• _Provided records_
-------

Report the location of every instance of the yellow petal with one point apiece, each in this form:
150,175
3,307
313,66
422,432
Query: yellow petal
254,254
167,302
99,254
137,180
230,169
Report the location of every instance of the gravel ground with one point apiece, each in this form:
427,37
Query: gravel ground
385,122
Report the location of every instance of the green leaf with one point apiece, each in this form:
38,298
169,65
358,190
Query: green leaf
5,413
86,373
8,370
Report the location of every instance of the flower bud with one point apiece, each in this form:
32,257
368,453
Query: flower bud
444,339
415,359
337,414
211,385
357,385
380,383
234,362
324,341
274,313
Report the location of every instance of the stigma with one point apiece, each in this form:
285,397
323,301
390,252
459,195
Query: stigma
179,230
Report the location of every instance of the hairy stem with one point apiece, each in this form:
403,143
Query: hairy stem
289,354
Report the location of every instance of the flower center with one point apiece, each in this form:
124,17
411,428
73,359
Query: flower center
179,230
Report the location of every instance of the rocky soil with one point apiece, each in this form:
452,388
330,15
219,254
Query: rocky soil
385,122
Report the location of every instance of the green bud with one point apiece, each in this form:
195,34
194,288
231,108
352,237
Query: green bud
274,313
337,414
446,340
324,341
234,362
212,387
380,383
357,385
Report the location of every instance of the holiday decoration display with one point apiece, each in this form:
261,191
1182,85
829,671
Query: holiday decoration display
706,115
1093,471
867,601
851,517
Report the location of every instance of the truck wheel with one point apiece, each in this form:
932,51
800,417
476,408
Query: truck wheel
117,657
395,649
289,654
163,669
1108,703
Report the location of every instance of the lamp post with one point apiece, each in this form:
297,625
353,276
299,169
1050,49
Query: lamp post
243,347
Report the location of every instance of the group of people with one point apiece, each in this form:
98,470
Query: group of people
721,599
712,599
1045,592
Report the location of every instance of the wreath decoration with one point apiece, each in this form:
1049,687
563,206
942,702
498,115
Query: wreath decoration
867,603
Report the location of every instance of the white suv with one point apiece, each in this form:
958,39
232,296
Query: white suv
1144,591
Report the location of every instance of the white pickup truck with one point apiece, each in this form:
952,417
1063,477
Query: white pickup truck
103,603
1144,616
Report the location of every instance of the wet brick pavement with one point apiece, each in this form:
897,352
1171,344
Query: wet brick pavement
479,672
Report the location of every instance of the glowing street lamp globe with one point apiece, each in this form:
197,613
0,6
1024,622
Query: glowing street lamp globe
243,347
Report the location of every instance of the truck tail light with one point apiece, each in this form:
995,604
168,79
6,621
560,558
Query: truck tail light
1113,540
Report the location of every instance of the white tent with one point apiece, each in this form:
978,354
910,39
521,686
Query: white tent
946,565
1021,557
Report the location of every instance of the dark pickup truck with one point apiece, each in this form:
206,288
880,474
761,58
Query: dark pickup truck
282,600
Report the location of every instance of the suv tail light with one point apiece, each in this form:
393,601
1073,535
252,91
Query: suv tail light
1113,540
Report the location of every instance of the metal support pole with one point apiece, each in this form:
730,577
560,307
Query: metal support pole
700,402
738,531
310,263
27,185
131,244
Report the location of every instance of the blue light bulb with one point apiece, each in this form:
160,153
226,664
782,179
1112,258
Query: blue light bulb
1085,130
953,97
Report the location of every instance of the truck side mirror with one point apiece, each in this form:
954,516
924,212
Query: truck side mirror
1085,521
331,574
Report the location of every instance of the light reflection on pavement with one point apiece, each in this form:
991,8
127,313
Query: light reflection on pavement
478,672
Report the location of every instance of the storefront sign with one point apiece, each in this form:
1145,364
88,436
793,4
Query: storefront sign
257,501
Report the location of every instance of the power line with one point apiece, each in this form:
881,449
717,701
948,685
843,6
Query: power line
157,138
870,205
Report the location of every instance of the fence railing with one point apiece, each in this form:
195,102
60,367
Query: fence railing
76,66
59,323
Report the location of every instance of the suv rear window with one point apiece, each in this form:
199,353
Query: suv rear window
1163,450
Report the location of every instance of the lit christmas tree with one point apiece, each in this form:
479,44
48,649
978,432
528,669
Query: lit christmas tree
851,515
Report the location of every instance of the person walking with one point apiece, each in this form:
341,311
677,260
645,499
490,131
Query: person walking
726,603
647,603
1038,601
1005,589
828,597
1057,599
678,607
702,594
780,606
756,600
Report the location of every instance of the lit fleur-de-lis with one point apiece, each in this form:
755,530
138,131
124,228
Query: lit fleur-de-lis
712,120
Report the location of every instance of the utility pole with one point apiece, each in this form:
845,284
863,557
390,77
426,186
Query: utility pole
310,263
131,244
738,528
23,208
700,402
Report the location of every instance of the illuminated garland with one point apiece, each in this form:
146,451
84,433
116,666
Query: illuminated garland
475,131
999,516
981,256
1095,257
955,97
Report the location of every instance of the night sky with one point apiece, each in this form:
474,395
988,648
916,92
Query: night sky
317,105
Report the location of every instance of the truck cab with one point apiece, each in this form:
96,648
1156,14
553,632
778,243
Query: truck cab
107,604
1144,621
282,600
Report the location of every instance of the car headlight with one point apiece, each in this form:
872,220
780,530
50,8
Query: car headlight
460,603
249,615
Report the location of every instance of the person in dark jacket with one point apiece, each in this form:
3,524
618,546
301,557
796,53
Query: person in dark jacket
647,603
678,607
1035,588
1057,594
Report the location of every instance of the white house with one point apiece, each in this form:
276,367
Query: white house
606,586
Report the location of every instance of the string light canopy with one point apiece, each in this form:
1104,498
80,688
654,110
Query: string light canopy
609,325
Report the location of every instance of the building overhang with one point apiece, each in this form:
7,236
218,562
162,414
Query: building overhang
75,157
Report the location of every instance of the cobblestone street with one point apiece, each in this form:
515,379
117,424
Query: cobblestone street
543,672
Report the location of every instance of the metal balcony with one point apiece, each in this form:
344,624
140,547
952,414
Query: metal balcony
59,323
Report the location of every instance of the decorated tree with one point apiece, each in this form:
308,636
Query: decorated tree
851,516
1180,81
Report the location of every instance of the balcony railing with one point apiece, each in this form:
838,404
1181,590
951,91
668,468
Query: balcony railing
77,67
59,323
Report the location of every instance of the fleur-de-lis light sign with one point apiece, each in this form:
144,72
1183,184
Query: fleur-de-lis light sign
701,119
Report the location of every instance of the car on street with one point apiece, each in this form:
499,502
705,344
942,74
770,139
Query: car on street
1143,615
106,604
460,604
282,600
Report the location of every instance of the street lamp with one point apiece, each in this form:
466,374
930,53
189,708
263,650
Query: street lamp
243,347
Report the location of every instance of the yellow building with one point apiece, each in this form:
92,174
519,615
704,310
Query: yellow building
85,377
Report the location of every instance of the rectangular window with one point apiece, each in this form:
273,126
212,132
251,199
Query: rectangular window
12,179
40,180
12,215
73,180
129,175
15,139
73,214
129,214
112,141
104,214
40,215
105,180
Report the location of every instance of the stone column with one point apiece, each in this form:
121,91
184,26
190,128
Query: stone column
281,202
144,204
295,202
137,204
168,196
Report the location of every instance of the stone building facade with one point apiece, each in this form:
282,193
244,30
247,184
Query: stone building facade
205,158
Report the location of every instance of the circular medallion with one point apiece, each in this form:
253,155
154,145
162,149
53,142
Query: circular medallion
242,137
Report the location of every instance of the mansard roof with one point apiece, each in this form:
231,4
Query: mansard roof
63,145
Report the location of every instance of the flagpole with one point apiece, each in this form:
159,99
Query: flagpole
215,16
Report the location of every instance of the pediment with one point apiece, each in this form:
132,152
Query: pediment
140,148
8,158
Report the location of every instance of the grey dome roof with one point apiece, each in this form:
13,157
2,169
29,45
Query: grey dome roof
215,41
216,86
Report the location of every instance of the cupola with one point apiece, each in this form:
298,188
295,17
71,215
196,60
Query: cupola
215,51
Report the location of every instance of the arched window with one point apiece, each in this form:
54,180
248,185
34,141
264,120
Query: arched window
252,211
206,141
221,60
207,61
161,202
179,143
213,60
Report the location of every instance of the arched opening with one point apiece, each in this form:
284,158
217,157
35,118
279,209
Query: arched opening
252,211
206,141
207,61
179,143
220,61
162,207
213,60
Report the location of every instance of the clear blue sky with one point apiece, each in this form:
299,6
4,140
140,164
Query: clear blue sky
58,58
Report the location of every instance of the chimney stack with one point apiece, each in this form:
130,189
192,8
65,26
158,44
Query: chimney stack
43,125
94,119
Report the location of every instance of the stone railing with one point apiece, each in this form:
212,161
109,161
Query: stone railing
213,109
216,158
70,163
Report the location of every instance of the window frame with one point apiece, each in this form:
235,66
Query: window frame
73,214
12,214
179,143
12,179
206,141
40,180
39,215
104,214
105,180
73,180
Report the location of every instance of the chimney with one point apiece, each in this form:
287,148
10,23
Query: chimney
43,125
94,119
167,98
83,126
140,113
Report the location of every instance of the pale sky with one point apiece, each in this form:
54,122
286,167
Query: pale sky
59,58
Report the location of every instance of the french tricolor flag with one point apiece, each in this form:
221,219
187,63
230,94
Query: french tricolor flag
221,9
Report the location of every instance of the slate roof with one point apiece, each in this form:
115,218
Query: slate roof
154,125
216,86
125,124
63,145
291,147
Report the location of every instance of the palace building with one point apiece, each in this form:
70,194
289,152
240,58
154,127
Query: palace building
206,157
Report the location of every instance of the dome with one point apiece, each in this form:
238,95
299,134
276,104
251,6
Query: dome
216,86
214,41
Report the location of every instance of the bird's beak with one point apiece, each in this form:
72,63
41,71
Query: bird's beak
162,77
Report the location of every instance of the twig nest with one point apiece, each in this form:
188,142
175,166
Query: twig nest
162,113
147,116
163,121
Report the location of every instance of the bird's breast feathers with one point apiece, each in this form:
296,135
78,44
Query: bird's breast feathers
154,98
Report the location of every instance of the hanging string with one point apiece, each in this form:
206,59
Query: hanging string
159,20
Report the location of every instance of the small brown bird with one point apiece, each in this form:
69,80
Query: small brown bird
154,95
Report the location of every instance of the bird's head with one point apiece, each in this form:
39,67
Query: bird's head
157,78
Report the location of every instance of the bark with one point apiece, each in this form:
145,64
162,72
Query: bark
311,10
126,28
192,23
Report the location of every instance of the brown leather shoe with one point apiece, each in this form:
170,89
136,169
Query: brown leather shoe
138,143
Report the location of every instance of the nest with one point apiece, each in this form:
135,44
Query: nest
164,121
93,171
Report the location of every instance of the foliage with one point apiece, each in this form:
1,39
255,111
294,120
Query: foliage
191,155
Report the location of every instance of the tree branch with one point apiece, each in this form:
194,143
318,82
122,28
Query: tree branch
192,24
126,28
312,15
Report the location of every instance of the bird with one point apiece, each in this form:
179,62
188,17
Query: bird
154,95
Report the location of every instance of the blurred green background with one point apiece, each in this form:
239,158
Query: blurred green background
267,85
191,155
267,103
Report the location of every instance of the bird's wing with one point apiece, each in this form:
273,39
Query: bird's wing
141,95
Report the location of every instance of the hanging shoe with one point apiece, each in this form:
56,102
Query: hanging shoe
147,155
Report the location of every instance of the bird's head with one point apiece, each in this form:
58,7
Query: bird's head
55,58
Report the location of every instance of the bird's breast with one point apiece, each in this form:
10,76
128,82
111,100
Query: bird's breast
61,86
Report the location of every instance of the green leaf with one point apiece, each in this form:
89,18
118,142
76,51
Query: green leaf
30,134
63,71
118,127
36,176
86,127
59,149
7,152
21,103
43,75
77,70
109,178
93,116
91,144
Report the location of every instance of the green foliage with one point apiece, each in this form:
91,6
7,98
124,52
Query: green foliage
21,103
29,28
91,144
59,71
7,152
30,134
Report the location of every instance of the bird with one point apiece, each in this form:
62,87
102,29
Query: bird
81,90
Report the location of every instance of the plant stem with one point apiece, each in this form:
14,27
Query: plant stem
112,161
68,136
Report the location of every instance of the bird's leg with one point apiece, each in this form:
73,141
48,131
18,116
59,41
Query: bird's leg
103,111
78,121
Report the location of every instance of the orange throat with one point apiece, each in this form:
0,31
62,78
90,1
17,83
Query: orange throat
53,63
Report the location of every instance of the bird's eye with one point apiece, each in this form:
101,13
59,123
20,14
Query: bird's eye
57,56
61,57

-------

• _Goal_
Return exactly the lines from the line bearing "Report the location of every instance of the plant" to the end of the records, inclusive of both; include no other lines.

• _Output below_
Report the location of every instance of the plant stem with one point apiece, each in this form:
14,27
Query: plant stem
112,161
68,136
Report the location of every instance of the bird's leg with one point apiece, each in this form:
73,141
48,131
18,116
59,41
Query: bird's leg
103,111
78,121
Report the location of every instance of the orange throat with one point apiece, each in this form:
0,31
62,78
90,1
17,83
Query: orange throat
53,63
Report the location of every instance of the bird's eye with one point apiece, each in this form:
101,13
59,123
20,14
Query: bird's eye
57,56
61,57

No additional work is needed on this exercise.